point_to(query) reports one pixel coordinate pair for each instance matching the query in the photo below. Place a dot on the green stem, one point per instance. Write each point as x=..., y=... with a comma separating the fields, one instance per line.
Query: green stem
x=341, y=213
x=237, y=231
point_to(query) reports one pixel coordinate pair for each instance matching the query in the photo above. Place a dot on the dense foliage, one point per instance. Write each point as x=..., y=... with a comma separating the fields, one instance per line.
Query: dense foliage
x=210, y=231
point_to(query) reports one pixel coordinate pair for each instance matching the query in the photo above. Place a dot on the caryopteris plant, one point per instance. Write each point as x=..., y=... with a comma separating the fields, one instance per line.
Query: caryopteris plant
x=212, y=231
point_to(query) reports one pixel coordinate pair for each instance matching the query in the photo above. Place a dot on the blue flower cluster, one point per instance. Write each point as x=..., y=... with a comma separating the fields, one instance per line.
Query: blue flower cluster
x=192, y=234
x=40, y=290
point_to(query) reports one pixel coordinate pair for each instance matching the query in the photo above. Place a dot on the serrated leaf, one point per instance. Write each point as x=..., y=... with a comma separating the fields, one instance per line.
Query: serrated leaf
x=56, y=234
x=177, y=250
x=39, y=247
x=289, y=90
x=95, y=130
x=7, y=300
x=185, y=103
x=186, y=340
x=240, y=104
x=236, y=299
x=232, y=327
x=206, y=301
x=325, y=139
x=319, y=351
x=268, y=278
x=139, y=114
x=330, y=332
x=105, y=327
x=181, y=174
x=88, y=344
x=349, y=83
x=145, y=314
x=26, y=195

•••••

• **Task objective**
Please copy out, word for word, the lines of the entries above, starting with the line that contains "on the blue" and going on through the line that contains "x=40, y=290".

• **Solution**
point_to(query) reports one pixel coordinate pair for each instance matching the query in the photo above. Place a dot on the blue flower cluster, one point per instance. Write each point as x=..., y=... with a comma separating the fields, one instance per line.
Query: blue flower cluster
x=192, y=234
x=40, y=290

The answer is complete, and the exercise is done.